(Natural language region descriptions)
-- Opening Marker --
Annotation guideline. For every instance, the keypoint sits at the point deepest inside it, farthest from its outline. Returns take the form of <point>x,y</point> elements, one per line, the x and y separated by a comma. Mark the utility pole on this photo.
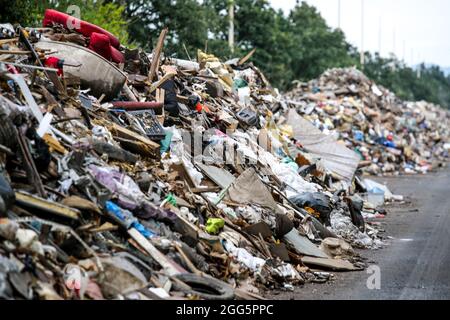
<point>362,34</point>
<point>339,14</point>
<point>394,48</point>
<point>379,37</point>
<point>231,26</point>
<point>404,51</point>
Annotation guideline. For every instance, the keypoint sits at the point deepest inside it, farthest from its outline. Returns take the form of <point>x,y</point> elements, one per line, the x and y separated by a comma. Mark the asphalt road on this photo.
<point>416,263</point>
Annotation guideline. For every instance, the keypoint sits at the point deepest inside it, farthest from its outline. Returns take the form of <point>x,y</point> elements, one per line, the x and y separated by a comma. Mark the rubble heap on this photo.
<point>390,135</point>
<point>127,175</point>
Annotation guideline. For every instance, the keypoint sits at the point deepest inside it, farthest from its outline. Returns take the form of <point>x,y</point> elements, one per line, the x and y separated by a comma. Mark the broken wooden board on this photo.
<point>157,54</point>
<point>31,201</point>
<point>219,176</point>
<point>302,245</point>
<point>329,264</point>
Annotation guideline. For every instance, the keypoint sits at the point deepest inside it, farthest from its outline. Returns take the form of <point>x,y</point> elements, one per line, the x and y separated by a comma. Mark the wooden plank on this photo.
<point>35,202</point>
<point>329,264</point>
-- Closing Marker --
* [THE PROBLEM] The line containing "road on this photo." begins the span, and the last line of the records above ends it. Return that span exactly, and nothing outside it.

* [ANSWER SPACE]
Annotation guideline. For every instance, the keypoint sits at the point deepest inside it, farthest from its outline. Returns take the form of <point>x,y</point> elements, one per line, the x and y separated by a comma. Mark the asphalt road on this photo.
<point>416,263</point>
Annotation guideline. For every instance, the keypoint sits at the point deepest inside it, farthest from its outline. Returns take the form of <point>x,y</point> elements, one per line, the x and y separated by a comma. Mark the rubble heap on this photo.
<point>390,135</point>
<point>127,175</point>
Annotation guideline. For every instance, the keypoint sits at the point deepest inside it, farthest from its outline. Returns take the form of <point>x,y</point> elements, one per line, the x and y separated by a comma. Mark the broken wooden board on this photo.
<point>157,54</point>
<point>31,201</point>
<point>219,176</point>
<point>302,245</point>
<point>329,264</point>
Annotation guideline. For every instance, the keypoint sits at the point deepest inside it, farthest from its outline. Returns take the form of <point>x,y</point> elements, one per line, the x and y separated by a comma. Mark the wooden plank on this photo.
<point>35,202</point>
<point>329,264</point>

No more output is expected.